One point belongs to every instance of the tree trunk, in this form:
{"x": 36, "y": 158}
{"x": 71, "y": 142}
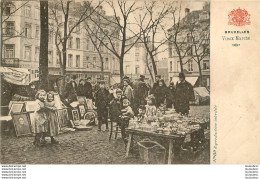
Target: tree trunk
{"x": 43, "y": 62}
{"x": 102, "y": 65}
{"x": 154, "y": 64}
{"x": 121, "y": 60}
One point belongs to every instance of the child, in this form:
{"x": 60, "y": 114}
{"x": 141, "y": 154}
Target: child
{"x": 150, "y": 107}
{"x": 127, "y": 114}
{"x": 52, "y": 117}
{"x": 141, "y": 113}
{"x": 41, "y": 123}
{"x": 115, "y": 106}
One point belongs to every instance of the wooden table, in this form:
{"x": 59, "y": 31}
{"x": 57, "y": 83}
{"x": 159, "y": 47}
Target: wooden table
{"x": 170, "y": 139}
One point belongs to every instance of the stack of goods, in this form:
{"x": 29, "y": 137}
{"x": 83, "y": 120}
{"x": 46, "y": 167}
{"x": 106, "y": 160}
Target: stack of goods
{"x": 168, "y": 123}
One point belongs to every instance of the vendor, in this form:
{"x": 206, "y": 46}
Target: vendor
{"x": 183, "y": 94}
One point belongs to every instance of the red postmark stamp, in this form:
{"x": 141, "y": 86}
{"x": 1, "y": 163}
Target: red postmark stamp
{"x": 239, "y": 17}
· · · · ·
> Exercise aim
Copy every record verbatim while leaving each picture out.

> Exercise result
One point belongs to every instance of the tree trunk, in this form:
{"x": 36, "y": 158}
{"x": 71, "y": 142}
Target: tree trunk
{"x": 43, "y": 62}
{"x": 102, "y": 65}
{"x": 154, "y": 64}
{"x": 121, "y": 60}
One point belongs to every instance of the child, in this form:
{"x": 60, "y": 114}
{"x": 141, "y": 154}
Target: child
{"x": 150, "y": 107}
{"x": 127, "y": 114}
{"x": 52, "y": 117}
{"x": 141, "y": 113}
{"x": 41, "y": 123}
{"x": 115, "y": 106}
One point belongs to every instance of the wooden table, in this form:
{"x": 59, "y": 31}
{"x": 57, "y": 83}
{"x": 159, "y": 47}
Target: wooden table
{"x": 170, "y": 139}
One point belongs to every instance of the stack of goods, in this form:
{"x": 29, "y": 137}
{"x": 83, "y": 120}
{"x": 46, "y": 167}
{"x": 106, "y": 160}
Target: stack of goods
{"x": 168, "y": 123}
One point belongs to every instance of the vendor, in this form:
{"x": 206, "y": 46}
Target: vendor
{"x": 183, "y": 94}
One point belongs to every instance of the red postmark stamp, in this form:
{"x": 141, "y": 86}
{"x": 1, "y": 163}
Target: red postmark stamp
{"x": 239, "y": 17}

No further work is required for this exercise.